> **Instructions to follow**: Look for "task: segment the yellow fishing lure" in the records below, then copy that line and every line after it, exactly and with nothing added.

> **Records contained in a dataset**:

┄┄┄┄┄┄

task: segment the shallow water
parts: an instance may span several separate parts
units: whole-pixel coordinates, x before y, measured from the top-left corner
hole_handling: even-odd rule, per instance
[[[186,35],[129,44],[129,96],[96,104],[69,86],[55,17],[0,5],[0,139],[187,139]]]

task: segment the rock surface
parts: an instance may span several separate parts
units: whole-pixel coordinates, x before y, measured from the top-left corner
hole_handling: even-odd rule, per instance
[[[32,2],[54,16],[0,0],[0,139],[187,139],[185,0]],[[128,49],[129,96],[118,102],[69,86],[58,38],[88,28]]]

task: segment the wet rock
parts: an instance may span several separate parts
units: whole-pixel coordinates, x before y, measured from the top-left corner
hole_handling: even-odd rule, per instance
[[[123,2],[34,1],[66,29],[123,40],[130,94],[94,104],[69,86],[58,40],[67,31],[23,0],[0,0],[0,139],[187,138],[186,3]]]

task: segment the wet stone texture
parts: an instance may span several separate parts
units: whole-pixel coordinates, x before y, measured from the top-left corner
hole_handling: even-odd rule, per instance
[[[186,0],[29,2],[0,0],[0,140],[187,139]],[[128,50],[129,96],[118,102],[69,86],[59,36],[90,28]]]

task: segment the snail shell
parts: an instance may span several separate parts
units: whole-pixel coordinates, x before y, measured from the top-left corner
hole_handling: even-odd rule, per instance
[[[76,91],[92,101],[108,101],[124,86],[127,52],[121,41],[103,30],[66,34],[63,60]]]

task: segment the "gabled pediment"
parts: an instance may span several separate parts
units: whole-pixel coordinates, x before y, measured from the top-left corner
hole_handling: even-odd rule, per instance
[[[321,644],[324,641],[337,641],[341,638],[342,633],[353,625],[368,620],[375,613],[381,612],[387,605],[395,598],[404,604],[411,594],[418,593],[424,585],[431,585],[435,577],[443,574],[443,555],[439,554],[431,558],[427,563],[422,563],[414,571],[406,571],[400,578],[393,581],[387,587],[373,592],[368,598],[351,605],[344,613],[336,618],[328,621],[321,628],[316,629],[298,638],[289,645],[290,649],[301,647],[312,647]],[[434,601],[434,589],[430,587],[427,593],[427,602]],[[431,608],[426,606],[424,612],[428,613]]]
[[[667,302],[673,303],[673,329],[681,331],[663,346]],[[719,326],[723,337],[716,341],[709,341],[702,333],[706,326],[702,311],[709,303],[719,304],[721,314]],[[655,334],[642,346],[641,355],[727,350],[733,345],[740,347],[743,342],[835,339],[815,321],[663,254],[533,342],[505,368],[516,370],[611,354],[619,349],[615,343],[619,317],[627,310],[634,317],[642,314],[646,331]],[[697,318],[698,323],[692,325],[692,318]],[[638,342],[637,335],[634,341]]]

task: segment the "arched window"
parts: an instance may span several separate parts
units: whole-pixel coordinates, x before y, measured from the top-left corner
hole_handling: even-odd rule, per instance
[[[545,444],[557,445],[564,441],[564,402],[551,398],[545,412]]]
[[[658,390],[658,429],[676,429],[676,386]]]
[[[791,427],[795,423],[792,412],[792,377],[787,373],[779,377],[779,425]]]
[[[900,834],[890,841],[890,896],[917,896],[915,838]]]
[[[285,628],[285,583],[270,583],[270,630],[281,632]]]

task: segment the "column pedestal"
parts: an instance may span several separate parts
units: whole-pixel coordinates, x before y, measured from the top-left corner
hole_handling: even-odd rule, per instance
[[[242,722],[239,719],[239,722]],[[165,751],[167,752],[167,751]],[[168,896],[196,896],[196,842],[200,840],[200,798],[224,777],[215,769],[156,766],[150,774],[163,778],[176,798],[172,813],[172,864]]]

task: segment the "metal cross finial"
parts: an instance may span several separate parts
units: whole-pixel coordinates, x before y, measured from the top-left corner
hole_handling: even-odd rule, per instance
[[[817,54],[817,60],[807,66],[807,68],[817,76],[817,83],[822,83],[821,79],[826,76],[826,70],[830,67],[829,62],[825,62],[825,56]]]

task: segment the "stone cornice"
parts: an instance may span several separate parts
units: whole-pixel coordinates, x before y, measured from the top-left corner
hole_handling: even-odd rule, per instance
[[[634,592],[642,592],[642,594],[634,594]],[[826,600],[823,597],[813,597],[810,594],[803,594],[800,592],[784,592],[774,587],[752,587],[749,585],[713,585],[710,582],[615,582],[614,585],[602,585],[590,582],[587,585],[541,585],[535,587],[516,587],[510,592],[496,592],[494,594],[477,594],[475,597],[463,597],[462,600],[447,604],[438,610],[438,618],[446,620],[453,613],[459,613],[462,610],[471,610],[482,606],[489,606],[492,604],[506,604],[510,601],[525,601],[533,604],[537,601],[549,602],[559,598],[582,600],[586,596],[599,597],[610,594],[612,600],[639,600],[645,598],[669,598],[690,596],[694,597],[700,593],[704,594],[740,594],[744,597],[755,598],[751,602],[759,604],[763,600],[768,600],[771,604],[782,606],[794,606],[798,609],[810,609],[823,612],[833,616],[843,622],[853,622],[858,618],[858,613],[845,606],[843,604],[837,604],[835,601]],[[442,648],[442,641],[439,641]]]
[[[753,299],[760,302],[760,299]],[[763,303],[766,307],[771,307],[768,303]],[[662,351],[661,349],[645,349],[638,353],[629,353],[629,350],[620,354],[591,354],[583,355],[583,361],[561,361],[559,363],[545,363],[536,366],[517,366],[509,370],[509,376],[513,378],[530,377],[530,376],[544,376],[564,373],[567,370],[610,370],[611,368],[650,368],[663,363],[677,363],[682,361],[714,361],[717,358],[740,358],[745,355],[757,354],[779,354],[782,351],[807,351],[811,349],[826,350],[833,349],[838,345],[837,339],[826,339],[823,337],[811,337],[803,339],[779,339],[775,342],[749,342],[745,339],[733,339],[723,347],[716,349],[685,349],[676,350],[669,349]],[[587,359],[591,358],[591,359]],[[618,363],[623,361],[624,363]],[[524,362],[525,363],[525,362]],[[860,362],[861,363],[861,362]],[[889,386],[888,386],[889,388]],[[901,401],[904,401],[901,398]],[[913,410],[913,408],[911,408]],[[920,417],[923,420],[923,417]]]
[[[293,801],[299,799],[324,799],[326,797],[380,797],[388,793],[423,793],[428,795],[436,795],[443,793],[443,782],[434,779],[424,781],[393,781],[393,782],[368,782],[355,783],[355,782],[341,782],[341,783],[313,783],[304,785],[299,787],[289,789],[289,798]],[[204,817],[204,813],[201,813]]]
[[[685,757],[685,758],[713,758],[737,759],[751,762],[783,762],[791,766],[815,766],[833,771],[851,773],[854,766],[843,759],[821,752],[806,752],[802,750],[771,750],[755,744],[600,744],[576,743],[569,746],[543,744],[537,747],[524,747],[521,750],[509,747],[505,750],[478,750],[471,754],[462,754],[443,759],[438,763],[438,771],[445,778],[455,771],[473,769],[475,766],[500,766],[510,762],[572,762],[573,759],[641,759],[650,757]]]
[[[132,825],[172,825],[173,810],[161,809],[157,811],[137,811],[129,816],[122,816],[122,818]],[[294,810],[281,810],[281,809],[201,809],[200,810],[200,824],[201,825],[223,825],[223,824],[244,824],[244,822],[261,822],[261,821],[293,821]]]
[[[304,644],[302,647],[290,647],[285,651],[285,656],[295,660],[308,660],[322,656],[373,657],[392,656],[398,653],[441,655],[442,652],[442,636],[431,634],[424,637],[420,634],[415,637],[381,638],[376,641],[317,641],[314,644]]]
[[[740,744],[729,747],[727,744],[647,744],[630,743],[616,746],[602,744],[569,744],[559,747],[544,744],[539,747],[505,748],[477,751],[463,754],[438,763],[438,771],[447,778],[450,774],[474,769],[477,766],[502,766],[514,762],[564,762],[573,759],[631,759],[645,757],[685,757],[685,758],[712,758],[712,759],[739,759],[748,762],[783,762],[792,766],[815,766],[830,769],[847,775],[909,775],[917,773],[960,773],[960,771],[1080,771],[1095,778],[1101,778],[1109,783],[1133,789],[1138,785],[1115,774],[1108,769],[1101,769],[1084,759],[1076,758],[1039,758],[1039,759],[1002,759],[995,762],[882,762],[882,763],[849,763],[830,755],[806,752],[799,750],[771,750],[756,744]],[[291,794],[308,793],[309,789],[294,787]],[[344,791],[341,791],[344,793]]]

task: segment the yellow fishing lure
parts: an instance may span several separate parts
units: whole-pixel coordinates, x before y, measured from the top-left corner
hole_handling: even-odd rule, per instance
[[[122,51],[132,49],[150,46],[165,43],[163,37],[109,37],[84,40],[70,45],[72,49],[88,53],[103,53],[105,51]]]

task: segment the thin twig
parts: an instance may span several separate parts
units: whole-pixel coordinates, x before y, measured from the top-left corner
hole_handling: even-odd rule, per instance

┄┄┄┄┄┄

> **Exercise response**:
task: segment the yellow fishing lure
parts: an instance may span several separate parts
units: whole-pixel coordinates, x before y, measured from the top-left corner
hole_handling: even-odd rule, per instance
[[[122,51],[132,49],[150,46],[165,43],[163,37],[109,37],[84,40],[70,45],[72,49],[88,53],[103,53],[105,51]]]

task: segment the thin twig
parts: an instance may span several separate parts
units: whole-pixel coordinates, x before y, measured from the top-left corner
hole_handling: even-odd rule, per instance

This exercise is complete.